Given task> Repeat the records below verbatim, starting at their first line and stopping after the line that contains "(51, 253), (74, 297)". Leave the pictures out of your copy.

Records from an annotation dataset>
◆ ◆ ◆

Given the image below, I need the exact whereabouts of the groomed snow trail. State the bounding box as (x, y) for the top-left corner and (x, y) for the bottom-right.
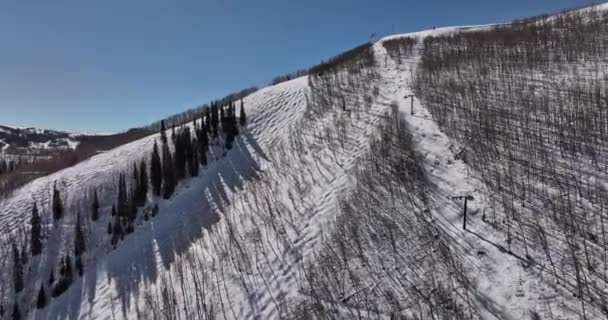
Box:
(0, 26), (592, 320)
(377, 26), (578, 319)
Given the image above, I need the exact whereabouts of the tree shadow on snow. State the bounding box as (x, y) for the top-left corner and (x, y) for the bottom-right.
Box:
(107, 133), (265, 315)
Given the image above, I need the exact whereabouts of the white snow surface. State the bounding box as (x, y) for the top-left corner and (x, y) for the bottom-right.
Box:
(0, 18), (600, 319)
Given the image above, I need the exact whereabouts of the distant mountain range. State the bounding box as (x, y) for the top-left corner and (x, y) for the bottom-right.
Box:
(0, 125), (85, 154)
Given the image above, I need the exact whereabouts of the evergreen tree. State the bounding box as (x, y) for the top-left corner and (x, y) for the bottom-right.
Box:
(36, 284), (46, 309)
(75, 256), (84, 277)
(138, 158), (148, 207)
(224, 103), (239, 150)
(30, 203), (42, 256)
(239, 99), (247, 126)
(74, 213), (86, 257)
(211, 103), (219, 138)
(163, 144), (177, 199)
(197, 121), (209, 166)
(12, 241), (23, 293)
(49, 267), (55, 286)
(91, 189), (99, 221)
(160, 120), (167, 144)
(53, 182), (63, 220)
(63, 253), (74, 283)
(150, 141), (163, 196)
(171, 122), (177, 144)
(112, 216), (123, 245)
(116, 173), (129, 219)
(12, 301), (21, 320)
(173, 131), (186, 181)
(190, 138), (200, 177)
(51, 253), (74, 297)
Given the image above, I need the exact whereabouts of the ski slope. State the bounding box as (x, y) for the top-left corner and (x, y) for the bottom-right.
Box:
(0, 11), (604, 320)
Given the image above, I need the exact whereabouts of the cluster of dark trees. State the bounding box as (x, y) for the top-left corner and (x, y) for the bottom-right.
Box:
(11, 184), (86, 319)
(414, 10), (608, 315)
(308, 42), (374, 76)
(6, 100), (247, 319)
(108, 159), (149, 245)
(0, 159), (20, 176)
(145, 86), (259, 132)
(270, 69), (308, 86)
(382, 37), (418, 63)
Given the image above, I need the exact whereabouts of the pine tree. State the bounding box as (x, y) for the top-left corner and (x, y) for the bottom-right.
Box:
(112, 216), (123, 245)
(239, 99), (247, 126)
(150, 141), (163, 196)
(74, 213), (86, 257)
(74, 256), (84, 277)
(211, 103), (219, 138)
(12, 301), (21, 320)
(163, 144), (177, 199)
(173, 131), (186, 181)
(36, 284), (46, 309)
(138, 158), (148, 207)
(197, 123), (209, 166)
(116, 173), (129, 219)
(53, 182), (63, 220)
(160, 120), (167, 144)
(12, 241), (23, 293)
(49, 267), (55, 286)
(190, 138), (200, 177)
(224, 103), (239, 150)
(30, 203), (42, 256)
(91, 189), (99, 221)
(63, 253), (74, 283)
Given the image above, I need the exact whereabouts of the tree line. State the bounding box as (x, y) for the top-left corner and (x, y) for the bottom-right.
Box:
(0, 100), (247, 319)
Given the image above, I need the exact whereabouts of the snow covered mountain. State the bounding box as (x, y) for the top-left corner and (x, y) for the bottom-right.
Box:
(0, 5), (608, 319)
(0, 125), (81, 153)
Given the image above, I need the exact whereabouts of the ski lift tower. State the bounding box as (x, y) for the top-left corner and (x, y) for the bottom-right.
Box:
(403, 93), (414, 116)
(452, 192), (475, 230)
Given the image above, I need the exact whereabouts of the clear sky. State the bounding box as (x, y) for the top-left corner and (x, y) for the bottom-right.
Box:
(0, 0), (591, 132)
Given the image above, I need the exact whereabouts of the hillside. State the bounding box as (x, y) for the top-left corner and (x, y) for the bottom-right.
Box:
(0, 5), (608, 319)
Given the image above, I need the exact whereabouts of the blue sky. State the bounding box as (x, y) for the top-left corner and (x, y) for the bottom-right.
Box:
(0, 0), (591, 132)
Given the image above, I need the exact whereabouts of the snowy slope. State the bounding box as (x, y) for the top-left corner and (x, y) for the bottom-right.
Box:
(0, 5), (598, 319)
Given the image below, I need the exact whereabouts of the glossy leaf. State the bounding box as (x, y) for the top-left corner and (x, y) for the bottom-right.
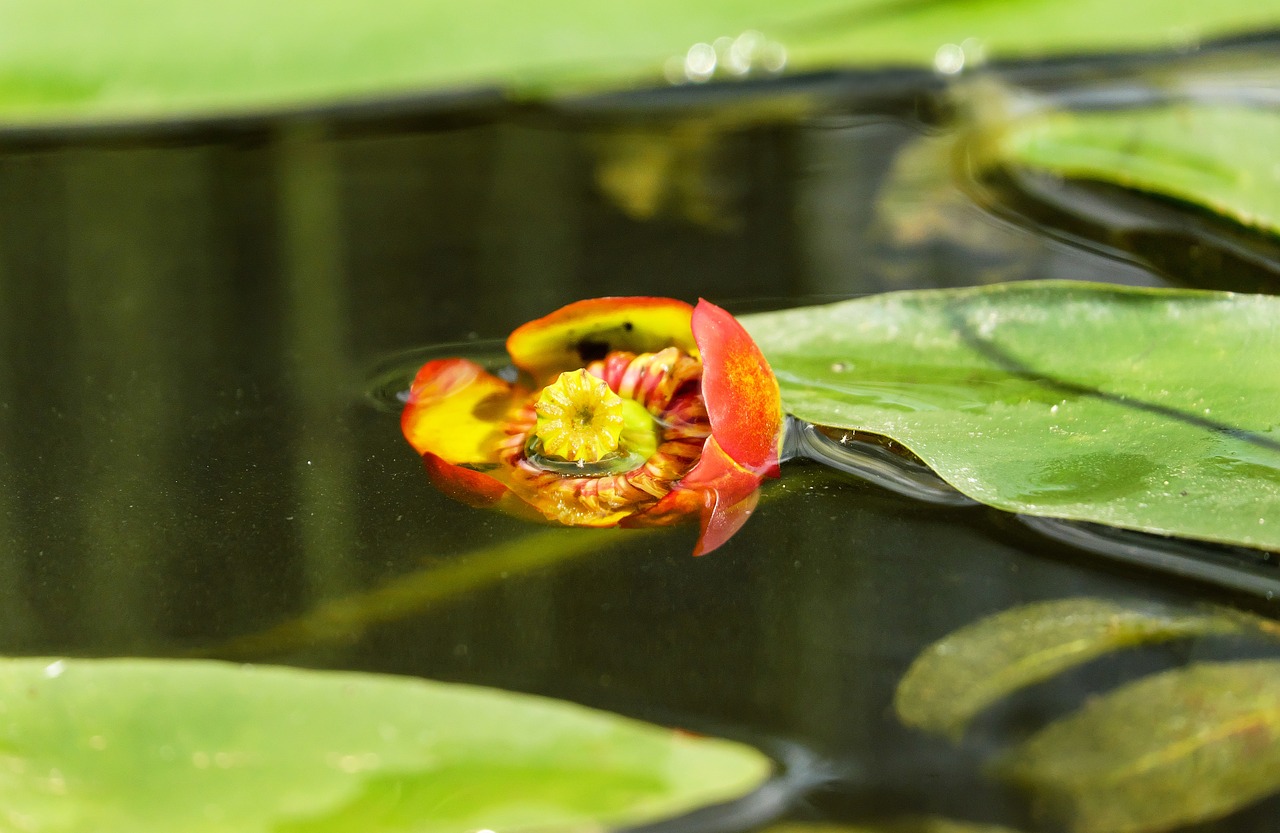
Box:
(998, 104), (1280, 234)
(0, 0), (1280, 124)
(1007, 660), (1280, 833)
(893, 598), (1243, 738)
(0, 659), (769, 833)
(741, 282), (1280, 550)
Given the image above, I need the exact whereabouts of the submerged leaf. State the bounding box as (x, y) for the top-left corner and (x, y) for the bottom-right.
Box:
(0, 659), (771, 833)
(1006, 660), (1280, 833)
(741, 282), (1280, 550)
(893, 598), (1243, 738)
(998, 104), (1280, 234)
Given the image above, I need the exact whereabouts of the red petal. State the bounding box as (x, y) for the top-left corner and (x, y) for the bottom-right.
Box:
(692, 301), (782, 477)
(401, 358), (527, 464)
(507, 298), (698, 381)
(422, 452), (508, 507)
(622, 436), (762, 555)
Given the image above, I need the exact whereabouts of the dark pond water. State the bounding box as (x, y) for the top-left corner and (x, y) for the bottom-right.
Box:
(0, 35), (1280, 833)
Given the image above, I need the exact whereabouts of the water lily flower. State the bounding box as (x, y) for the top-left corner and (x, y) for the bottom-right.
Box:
(401, 298), (783, 555)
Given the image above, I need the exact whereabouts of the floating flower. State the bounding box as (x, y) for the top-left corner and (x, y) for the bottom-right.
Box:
(401, 298), (783, 555)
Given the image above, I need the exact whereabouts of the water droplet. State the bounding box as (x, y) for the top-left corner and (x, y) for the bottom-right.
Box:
(685, 44), (716, 83)
(933, 44), (964, 75)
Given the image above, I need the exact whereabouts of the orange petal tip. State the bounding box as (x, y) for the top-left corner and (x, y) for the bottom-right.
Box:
(691, 301), (783, 477)
(507, 297), (698, 381)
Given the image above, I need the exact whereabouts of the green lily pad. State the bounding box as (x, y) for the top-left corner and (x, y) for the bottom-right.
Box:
(1002, 660), (1280, 833)
(742, 282), (1280, 550)
(0, 0), (1280, 124)
(764, 816), (1018, 833)
(997, 104), (1280, 234)
(893, 599), (1245, 738)
(0, 659), (771, 833)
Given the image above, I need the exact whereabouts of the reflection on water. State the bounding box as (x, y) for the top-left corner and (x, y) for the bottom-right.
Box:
(0, 37), (1277, 833)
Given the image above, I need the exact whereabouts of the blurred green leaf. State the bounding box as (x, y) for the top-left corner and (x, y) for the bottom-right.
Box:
(764, 816), (1016, 833)
(997, 104), (1280, 234)
(893, 598), (1243, 738)
(0, 659), (771, 833)
(741, 282), (1280, 550)
(0, 0), (1280, 124)
(1002, 660), (1280, 833)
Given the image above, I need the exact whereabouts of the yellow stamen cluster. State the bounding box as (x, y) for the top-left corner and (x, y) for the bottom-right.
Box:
(534, 370), (626, 463)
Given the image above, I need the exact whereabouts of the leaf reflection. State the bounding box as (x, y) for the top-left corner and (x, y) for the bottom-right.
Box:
(193, 528), (634, 659)
(893, 598), (1243, 740)
(1002, 660), (1280, 833)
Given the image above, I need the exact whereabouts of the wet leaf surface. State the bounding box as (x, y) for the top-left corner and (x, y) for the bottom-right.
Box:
(1002, 660), (1280, 833)
(1000, 104), (1280, 234)
(742, 282), (1280, 550)
(0, 659), (771, 833)
(0, 0), (1280, 124)
(893, 598), (1243, 738)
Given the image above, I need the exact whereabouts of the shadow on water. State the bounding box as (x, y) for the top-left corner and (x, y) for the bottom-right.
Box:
(0, 32), (1277, 833)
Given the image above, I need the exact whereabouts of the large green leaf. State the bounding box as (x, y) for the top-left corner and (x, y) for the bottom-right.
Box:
(0, 659), (771, 833)
(742, 282), (1280, 549)
(0, 0), (1280, 124)
(1004, 660), (1280, 833)
(998, 104), (1280, 234)
(893, 599), (1248, 738)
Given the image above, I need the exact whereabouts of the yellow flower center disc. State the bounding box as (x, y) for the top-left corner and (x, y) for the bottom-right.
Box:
(534, 370), (626, 463)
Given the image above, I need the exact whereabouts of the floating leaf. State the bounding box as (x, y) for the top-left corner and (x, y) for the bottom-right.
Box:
(998, 104), (1280, 234)
(0, 0), (1280, 124)
(893, 598), (1243, 738)
(1006, 660), (1280, 833)
(741, 282), (1280, 550)
(0, 659), (769, 833)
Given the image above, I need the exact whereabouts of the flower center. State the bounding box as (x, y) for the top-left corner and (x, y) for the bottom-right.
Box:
(534, 370), (626, 463)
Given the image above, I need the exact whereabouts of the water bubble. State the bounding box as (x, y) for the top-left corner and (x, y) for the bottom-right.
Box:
(685, 44), (716, 83)
(723, 29), (768, 75)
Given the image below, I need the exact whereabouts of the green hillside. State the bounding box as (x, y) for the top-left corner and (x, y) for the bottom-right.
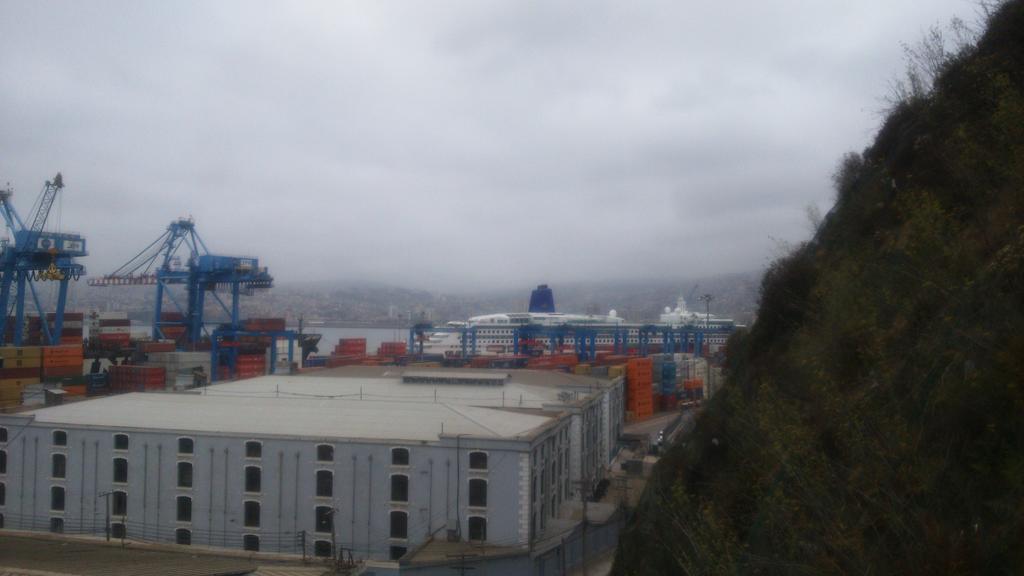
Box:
(614, 0), (1024, 575)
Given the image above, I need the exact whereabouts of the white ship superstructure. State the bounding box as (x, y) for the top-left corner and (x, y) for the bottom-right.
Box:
(423, 291), (733, 357)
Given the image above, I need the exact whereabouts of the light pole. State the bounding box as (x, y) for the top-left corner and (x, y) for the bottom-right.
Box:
(96, 491), (114, 542)
(455, 434), (466, 542)
(697, 294), (715, 329)
(327, 506), (338, 569)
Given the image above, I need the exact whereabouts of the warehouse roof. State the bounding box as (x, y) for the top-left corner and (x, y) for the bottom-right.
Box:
(12, 371), (602, 441)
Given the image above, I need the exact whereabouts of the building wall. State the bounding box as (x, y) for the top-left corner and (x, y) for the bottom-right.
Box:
(0, 417), (529, 558)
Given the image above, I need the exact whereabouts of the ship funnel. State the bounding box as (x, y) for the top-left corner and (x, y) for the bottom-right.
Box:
(529, 284), (555, 313)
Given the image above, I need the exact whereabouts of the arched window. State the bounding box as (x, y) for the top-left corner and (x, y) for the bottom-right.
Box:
(50, 486), (65, 510)
(390, 510), (409, 538)
(50, 454), (68, 478)
(316, 470), (334, 498)
(178, 496), (191, 522)
(469, 452), (487, 470)
(313, 540), (333, 558)
(316, 444), (334, 462)
(391, 474), (409, 502)
(50, 518), (63, 534)
(246, 440), (263, 458)
(245, 500), (259, 524)
(114, 458), (128, 484)
(246, 466), (263, 493)
(178, 461), (193, 488)
(469, 516), (487, 542)
(315, 506), (334, 533)
(469, 478), (487, 507)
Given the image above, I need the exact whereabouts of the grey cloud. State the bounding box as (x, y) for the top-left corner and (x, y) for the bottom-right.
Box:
(0, 0), (970, 288)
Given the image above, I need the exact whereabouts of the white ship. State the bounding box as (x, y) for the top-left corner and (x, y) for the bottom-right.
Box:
(423, 285), (733, 358)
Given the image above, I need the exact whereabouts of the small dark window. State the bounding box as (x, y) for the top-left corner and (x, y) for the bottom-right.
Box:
(246, 440), (263, 458)
(50, 518), (63, 534)
(316, 470), (334, 498)
(50, 454), (68, 478)
(111, 490), (128, 516)
(469, 452), (487, 470)
(390, 510), (409, 538)
(178, 496), (191, 522)
(391, 474), (409, 502)
(313, 540), (333, 558)
(114, 458), (128, 484)
(316, 444), (334, 462)
(50, 486), (63, 510)
(178, 462), (191, 488)
(469, 478), (487, 507)
(245, 500), (259, 524)
(246, 466), (263, 493)
(316, 506), (334, 533)
(469, 516), (487, 542)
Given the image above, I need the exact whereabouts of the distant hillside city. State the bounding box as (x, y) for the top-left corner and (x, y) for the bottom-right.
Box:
(61, 272), (760, 326)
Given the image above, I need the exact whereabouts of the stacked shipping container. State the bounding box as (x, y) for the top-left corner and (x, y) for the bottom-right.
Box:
(109, 365), (167, 394)
(0, 346), (42, 408)
(626, 358), (654, 419)
(377, 342), (407, 357)
(89, 312), (131, 348)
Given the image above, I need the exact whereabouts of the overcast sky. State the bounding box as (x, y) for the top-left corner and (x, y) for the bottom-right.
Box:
(0, 0), (974, 289)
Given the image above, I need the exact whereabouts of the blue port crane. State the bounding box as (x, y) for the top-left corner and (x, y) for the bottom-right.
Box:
(89, 218), (273, 347)
(0, 172), (87, 346)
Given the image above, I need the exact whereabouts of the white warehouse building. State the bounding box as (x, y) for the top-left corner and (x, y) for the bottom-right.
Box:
(0, 367), (625, 566)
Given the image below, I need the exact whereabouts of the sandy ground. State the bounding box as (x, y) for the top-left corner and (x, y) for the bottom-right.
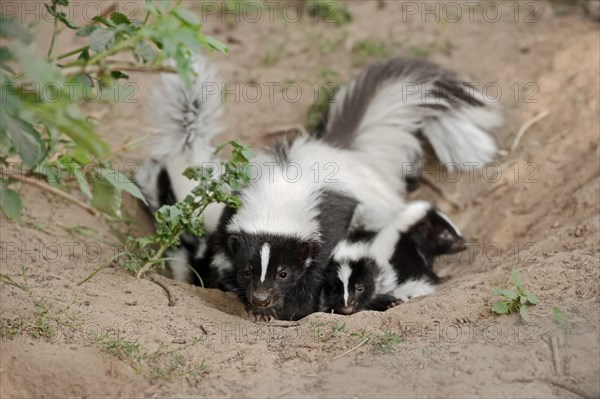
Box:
(0, 1), (600, 398)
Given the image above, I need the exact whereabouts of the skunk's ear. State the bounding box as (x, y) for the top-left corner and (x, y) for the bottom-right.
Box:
(413, 209), (466, 256)
(227, 236), (240, 255)
(298, 242), (319, 266)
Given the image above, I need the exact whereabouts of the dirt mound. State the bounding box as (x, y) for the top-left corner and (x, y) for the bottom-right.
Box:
(0, 1), (600, 398)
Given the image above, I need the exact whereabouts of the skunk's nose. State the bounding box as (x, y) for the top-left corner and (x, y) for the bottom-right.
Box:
(340, 305), (354, 315)
(250, 290), (273, 308)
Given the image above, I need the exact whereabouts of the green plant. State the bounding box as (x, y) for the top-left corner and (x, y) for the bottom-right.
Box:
(95, 333), (206, 380)
(0, 0), (227, 222)
(118, 141), (254, 281)
(491, 269), (540, 322)
(306, 0), (352, 25)
(352, 39), (396, 66)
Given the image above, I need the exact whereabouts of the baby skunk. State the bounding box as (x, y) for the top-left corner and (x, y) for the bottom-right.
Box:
(321, 201), (465, 315)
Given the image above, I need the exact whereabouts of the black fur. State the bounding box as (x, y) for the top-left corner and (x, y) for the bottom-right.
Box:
(219, 191), (356, 320)
(321, 209), (465, 314)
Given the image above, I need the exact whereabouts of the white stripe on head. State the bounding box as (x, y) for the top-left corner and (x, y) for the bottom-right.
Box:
(333, 240), (370, 262)
(260, 243), (271, 283)
(338, 263), (352, 306)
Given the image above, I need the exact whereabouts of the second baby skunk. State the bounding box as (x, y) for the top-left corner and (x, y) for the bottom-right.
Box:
(321, 201), (465, 315)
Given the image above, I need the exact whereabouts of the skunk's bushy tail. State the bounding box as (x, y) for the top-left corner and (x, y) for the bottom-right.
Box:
(150, 54), (223, 162)
(322, 58), (502, 178)
(136, 54), (223, 211)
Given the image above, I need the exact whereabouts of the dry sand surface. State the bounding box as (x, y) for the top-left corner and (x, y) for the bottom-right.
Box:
(0, 0), (600, 398)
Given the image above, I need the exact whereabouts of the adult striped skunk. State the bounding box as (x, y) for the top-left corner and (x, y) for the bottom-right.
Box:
(138, 53), (500, 319)
(321, 201), (465, 315)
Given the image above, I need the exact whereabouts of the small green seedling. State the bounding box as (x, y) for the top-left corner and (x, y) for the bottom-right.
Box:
(492, 269), (540, 322)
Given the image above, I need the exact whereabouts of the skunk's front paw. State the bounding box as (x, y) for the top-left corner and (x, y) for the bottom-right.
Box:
(247, 308), (277, 323)
(388, 299), (406, 309)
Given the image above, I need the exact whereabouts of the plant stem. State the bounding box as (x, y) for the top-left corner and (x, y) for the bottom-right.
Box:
(136, 227), (183, 278)
(50, 46), (90, 61)
(46, 11), (58, 61)
(85, 33), (143, 66)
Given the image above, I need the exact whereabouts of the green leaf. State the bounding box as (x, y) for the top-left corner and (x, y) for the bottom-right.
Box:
(0, 47), (13, 63)
(110, 11), (131, 25)
(492, 301), (511, 314)
(204, 36), (229, 54)
(76, 25), (100, 37)
(73, 167), (92, 199)
(77, 48), (90, 60)
(99, 169), (147, 204)
(527, 292), (540, 305)
(0, 15), (33, 44)
(92, 176), (123, 218)
(0, 185), (23, 223)
(172, 8), (201, 28)
(511, 269), (523, 291)
(90, 28), (115, 53)
(110, 71), (129, 79)
(492, 286), (517, 299)
(519, 305), (531, 322)
(133, 42), (156, 63)
(0, 112), (45, 167)
(0, 273), (29, 291)
(92, 15), (115, 28)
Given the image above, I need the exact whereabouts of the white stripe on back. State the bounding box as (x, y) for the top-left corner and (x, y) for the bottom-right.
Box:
(260, 243), (271, 283)
(338, 263), (352, 306)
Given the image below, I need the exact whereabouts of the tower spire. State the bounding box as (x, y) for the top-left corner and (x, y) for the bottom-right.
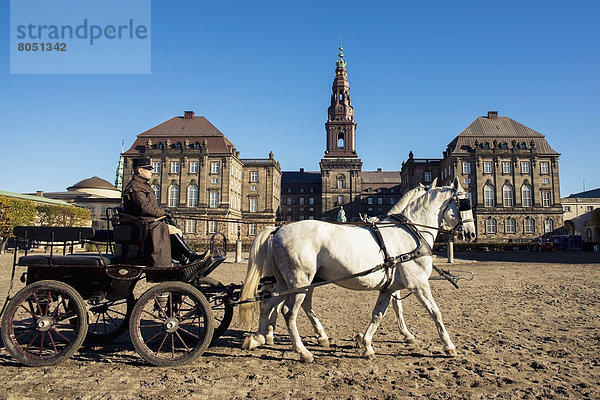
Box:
(325, 43), (358, 157)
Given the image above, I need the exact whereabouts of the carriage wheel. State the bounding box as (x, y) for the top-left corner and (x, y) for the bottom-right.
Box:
(86, 293), (135, 343)
(2, 280), (87, 366)
(129, 282), (214, 366)
(194, 276), (233, 344)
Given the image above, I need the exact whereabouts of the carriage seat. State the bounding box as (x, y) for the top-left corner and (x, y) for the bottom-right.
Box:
(18, 253), (115, 267)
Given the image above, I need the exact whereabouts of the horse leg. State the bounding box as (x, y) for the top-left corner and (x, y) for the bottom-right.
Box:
(283, 293), (314, 363)
(242, 298), (281, 350)
(392, 290), (416, 343)
(413, 281), (456, 356)
(302, 289), (329, 347)
(356, 292), (391, 359)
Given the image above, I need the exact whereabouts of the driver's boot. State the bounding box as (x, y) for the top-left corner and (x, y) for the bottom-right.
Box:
(169, 234), (208, 265)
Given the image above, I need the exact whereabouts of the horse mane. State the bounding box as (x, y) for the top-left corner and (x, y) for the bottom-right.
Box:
(405, 186), (454, 216)
(387, 184), (427, 216)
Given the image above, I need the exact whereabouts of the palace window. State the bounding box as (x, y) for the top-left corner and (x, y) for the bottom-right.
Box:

◆ ◆ ◆

Full answer>
Given the image below, I need the exact whereabouts of the groomed snow trail. State the bounding box as (x, y) for the top-left corner and (x, y) for the bottom-right.
Box:
(0, 26), (592, 320)
(377, 26), (578, 319)
Given the image above, I need the exact whereabouts of the tree shadow on snow. State the bounding box as (x, y) for the top-left corner and (x, y) for the bottom-right.
Box:
(107, 133), (265, 315)
Given the image above, I need the exact whereabouts of the white snow surface. State the bounding box as (x, y) for the top-left corner and (x, y) for the bottom-right.
Box:
(0, 18), (600, 319)
Given the image above, I need the exact whereabouts of the distant mountain range. State the bounding box as (x, y) for the top-left corner and (x, y) for the bottom-right.
Box:
(0, 125), (85, 154)
Given the image above, I need the exact whereabouts of the evergreen tree. State the bounding box as (x, y) for the top-left corner and (x, y) for the bottom-right.
Box:
(36, 284), (46, 309)
(75, 256), (84, 277)
(138, 158), (148, 207)
(224, 103), (239, 150)
(30, 203), (42, 256)
(239, 99), (247, 126)
(74, 213), (86, 257)
(211, 103), (219, 138)
(163, 144), (177, 199)
(197, 121), (209, 166)
(12, 241), (23, 293)
(49, 267), (55, 286)
(91, 189), (99, 221)
(160, 120), (167, 144)
(53, 182), (63, 220)
(63, 253), (74, 283)
(150, 141), (163, 196)
(171, 122), (177, 144)
(112, 216), (123, 245)
(116, 173), (129, 219)
(12, 301), (21, 320)
(173, 131), (186, 181)
(190, 138), (200, 177)
(51, 253), (74, 297)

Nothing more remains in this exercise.